What the task asks = Of the lines listed below, return exactly those that run from the line containing "the water stream" through the line containing "the water foam", both included.

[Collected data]
- - -
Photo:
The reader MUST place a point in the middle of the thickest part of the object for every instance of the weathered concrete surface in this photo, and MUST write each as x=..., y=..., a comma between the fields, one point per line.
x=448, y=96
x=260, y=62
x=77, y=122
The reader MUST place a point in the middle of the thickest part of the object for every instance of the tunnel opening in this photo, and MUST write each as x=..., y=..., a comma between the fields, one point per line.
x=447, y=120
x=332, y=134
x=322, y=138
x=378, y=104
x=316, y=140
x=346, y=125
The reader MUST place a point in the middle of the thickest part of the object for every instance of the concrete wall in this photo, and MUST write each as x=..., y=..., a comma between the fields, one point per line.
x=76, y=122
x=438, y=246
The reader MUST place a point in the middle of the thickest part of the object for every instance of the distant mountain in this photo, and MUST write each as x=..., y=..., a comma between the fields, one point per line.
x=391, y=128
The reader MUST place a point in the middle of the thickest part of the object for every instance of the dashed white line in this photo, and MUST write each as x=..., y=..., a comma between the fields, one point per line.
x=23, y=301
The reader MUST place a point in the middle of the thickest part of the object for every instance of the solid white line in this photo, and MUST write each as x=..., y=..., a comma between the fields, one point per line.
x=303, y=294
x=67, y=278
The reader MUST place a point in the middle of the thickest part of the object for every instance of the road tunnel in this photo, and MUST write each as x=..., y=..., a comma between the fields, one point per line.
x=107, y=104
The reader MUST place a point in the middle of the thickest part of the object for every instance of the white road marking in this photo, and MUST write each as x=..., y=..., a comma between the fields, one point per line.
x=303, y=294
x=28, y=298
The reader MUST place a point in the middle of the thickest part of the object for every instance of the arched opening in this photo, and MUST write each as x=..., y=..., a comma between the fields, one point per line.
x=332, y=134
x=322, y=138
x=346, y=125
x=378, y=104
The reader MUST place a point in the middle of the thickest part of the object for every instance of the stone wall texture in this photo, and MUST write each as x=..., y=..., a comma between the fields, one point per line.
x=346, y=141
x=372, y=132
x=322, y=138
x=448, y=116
- - -
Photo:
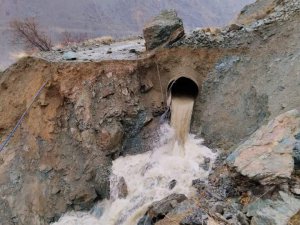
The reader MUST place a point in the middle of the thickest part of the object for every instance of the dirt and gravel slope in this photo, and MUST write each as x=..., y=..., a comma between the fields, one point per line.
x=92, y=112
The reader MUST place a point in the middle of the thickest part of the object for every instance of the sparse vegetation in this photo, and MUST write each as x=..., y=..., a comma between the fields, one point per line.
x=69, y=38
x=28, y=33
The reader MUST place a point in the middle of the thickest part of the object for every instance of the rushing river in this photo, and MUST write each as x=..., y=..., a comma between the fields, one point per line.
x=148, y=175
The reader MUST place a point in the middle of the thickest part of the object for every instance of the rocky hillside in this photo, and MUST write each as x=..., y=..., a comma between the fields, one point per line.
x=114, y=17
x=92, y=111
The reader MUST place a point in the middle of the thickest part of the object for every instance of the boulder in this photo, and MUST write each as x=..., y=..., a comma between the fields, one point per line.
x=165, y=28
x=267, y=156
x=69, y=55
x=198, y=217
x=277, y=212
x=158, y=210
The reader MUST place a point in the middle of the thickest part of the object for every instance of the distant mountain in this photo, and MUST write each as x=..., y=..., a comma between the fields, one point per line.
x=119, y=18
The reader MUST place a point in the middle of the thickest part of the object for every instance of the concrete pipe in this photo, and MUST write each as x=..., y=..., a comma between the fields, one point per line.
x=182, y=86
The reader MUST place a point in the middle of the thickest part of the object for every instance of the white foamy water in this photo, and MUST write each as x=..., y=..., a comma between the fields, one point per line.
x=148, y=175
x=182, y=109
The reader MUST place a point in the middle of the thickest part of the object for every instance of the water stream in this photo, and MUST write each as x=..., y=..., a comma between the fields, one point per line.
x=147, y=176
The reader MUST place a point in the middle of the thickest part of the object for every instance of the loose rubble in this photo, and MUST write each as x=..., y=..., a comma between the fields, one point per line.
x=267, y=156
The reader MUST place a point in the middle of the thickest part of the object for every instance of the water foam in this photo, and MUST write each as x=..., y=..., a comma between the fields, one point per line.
- - -
Answer for this exercise =
The reader MUST place a point in the middle of the thickest part of the object for every instance of the water stream in this photo, and MUST write each as x=..., y=..., a comma between the fields, one point per line.
x=147, y=176
The reader MUST place a point in the middle of the thickest part of the object for every instance of the loose rubble in this photo, and MUST write each as x=..., y=..., a comma between the fields, one point per line.
x=267, y=156
The reader MUST place a point in the middle of the thickest part of the object for every instance of the water foam in this photo, and MUST write each as x=..., y=..., a comma between the fields, one point per line.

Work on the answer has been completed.